## Document passage
========================

Separation of Lithiophorite from Goethite in the Artificial Mixed Sample
Figure 2
shows the XRD patterns of the artificial sample are separate and composite mineral fractions in the artificially mixed sample. Soil clay sample contained illite (peaks of 1.00, 0.501, and 0.335 nm), kaolinite (0.725), and Ge (0.417 nm). Mn nodule (MN-4) contained Bs (0.724 and 0.358 nm), Lp (0.947 and 0.472 nm), Gb (0.485 nm), Ge (0.417 nm), kaolinite (0.725 nm), and illite, which were not clear in the XRD pattern. Synthetic Na-Bs gave peaks at 0.72 and 0.358 nm. Lithiophorite ore have peaks at 0.947 and 0.472 nm. The position of the peaks of Lp (0.947 and 0.472 nm) and Bs appeared in artificial sample are similar to that of artificial mixed sample of the soil clay (Fig. 2).

========================

## Records provided
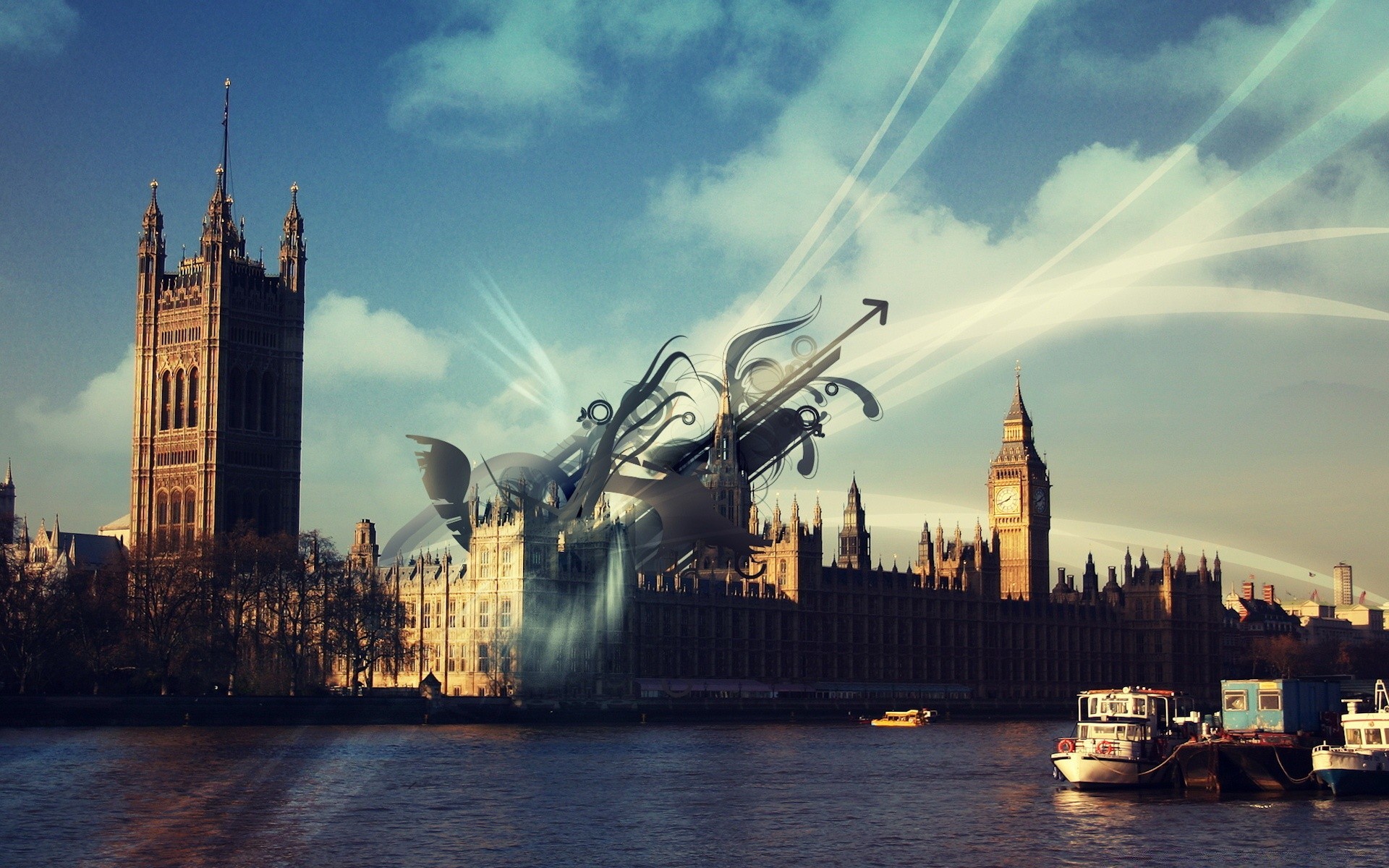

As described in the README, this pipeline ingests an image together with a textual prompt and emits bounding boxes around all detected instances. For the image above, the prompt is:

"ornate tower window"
[187,368,197,427]
[160,371,169,430]
[174,371,183,427]
[261,371,275,433]
[226,368,246,427]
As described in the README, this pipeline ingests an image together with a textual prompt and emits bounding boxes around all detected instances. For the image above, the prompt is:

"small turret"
[140,174,164,275]
[0,460,15,546]
[279,182,308,293]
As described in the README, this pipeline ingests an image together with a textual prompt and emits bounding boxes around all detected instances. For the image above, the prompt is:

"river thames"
[0,720,1389,868]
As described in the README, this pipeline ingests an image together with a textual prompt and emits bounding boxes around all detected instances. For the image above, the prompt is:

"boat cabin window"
[1075,723,1144,741]
[1089,696,1146,717]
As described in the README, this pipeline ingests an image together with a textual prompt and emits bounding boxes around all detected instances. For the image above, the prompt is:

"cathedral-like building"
[129,154,307,547]
[352,382,1223,700]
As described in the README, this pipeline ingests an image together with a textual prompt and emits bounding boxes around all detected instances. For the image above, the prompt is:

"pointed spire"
[1003,362,1032,429]
[145,179,163,219]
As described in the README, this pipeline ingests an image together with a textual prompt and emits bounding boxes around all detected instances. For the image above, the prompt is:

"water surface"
[0,722,1389,868]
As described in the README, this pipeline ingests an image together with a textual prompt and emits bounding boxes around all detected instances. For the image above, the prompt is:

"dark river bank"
[0,720,1389,868]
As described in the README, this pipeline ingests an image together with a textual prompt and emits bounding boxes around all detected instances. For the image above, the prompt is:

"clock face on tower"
[993,485,1022,515]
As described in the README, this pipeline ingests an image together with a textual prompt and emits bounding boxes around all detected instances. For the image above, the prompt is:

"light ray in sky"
[850,226,1389,388]
[735,0,1039,332]
[740,0,960,328]
[867,46,1389,397]
[470,269,572,430]
[998,0,1336,294]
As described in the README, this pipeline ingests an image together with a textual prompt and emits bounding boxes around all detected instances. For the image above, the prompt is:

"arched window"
[226,368,243,427]
[183,489,197,543]
[160,371,169,430]
[187,368,197,427]
[261,371,275,433]
[174,371,183,427]
[246,371,260,430]
[169,492,183,548]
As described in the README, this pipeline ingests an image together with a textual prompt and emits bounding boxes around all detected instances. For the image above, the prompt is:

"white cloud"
[0,0,78,54]
[304,293,450,383]
[1061,0,1389,132]
[391,0,722,148]
[17,344,135,456]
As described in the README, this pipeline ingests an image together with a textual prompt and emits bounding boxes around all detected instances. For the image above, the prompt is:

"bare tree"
[261,530,330,696]
[213,528,276,696]
[0,548,61,693]
[328,553,406,690]
[130,545,208,696]
[64,558,128,694]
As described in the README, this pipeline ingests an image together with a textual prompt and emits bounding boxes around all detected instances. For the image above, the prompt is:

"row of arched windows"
[160,368,197,430]
[226,368,276,433]
[154,489,197,548]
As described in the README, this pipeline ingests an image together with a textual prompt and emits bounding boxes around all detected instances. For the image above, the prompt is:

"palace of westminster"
[19,140,1377,700]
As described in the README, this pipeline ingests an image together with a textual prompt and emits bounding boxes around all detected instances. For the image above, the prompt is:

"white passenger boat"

========================

## Tasks to complete
- a) According to the passage on separating lithiophorite from goethite, where did synthetic Na-Bs give peaks?
- b) Revise the section of the passage on separating lithiophorite from goethite that begins at "Separation of Lithiophorite" and ends after "clay (Fig. 2).", replacing "Lithiophorite ore" with "Lithiophorite sample".
None of the data is needed here.

## Answers for the tasks
- a) At 0.72 and 0.358 nm.

- b)
Separation of Lithiophorite from Goethite in the Artificial Mixed Sample
Figure 2
shows the XRD patterns of the artificial sample are separate and composite mineral fractions in the artificially mixed sample. Soil clay sample contained illite (peaks of 1.00, 0.501, and 0.335 nm), kaolinite (0.725), and Ge (0.417 nm). Mn nodule (MN-4) contained Bs (0.724 and 0.358 nm), Lp (0.947 and 0.472 nm), Gb (0.485 nm), Ge (0.417 nm), kaolinite (0.725 nm), and illite, which were not clear in the XRD pattern. Synthetic Na-Bs gave peaks at 0.72 and 0.358 nm. Lithiophorite sample have peaks at 0.947 and 0.472 nm. The position of the peaks of Lp (0.947 and 0.472 nm) and Bs appeared in artificial sample are similar to that of artificial mixed sample of the soil clay (Fig. 2).